### Brief
I need the entries printed again word for word, without the images.

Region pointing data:
══════════════════════════════
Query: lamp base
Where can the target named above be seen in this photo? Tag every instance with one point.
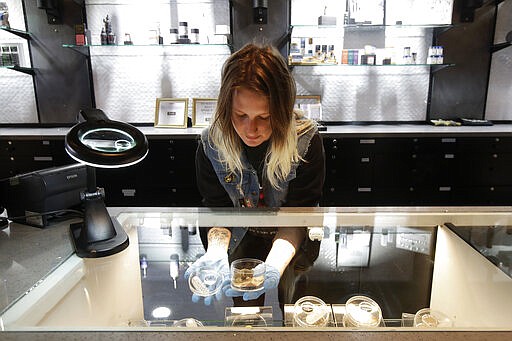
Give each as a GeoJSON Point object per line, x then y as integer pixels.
{"type": "Point", "coordinates": [100, 248]}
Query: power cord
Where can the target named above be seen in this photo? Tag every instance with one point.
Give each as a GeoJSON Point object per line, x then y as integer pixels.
══════════════════════════════
### Exercise result
Query: lamp base
Where can the target named above be seen in this photo? Tag every instance with one point.
Give each as a GeoJSON Point object per line, x then y as integer pixels.
{"type": "Point", "coordinates": [100, 248]}
Query: power cord
Where can the target named above be seen in this photo? Tag every instance with one point.
Give each as a GeoJSON Point object per line, x then y as integer pixels.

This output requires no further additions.